## begin Record extracts

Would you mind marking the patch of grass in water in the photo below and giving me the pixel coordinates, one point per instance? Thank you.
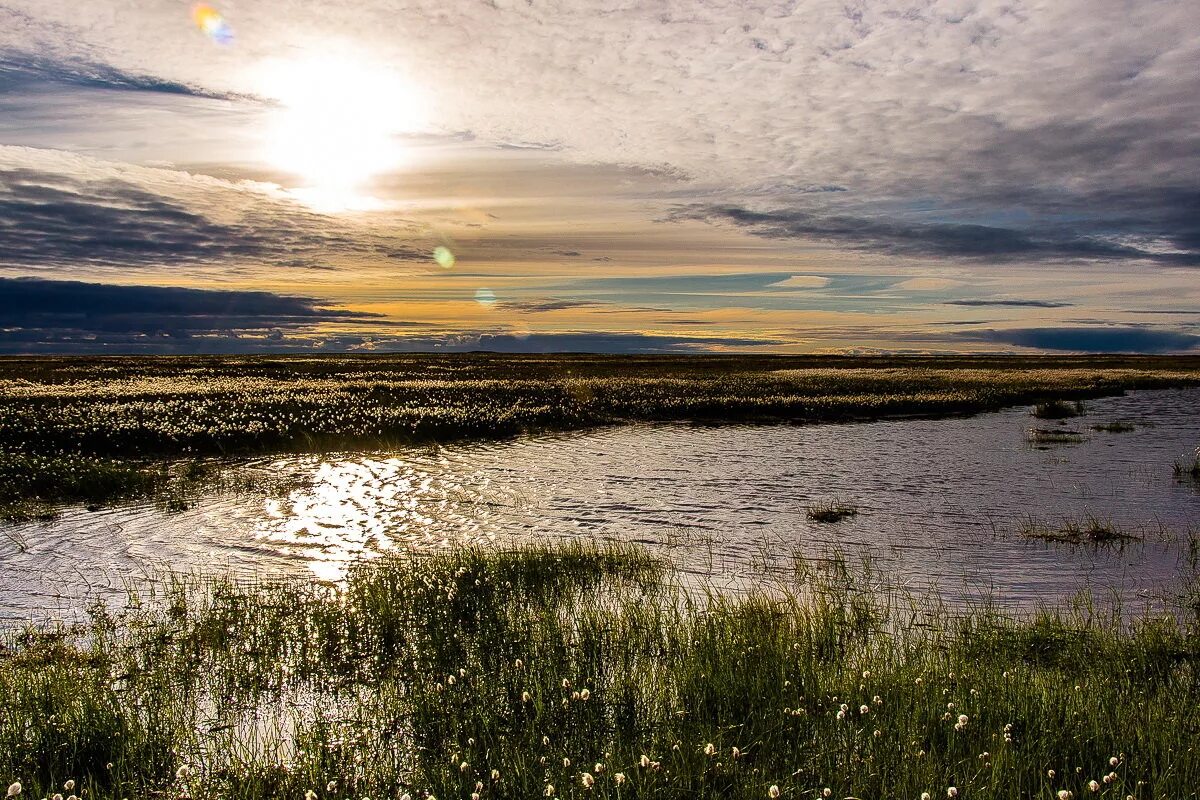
(1120, 426)
(1091, 530)
(1188, 467)
(834, 510)
(1054, 435)
(507, 673)
(1059, 409)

## end Record extracts

Exercise description :: Please convert the whole listing above into a numbered list, leaving out blank lines and pictures.

The reply ::
1. Would you mind marking the patch of grass in water in the photo below and giving me the pixel coordinates, one point per instance? Thank you.
2. (1120, 426)
3. (1091, 530)
4. (1188, 467)
5. (834, 510)
6. (1054, 435)
7. (507, 673)
8. (1059, 409)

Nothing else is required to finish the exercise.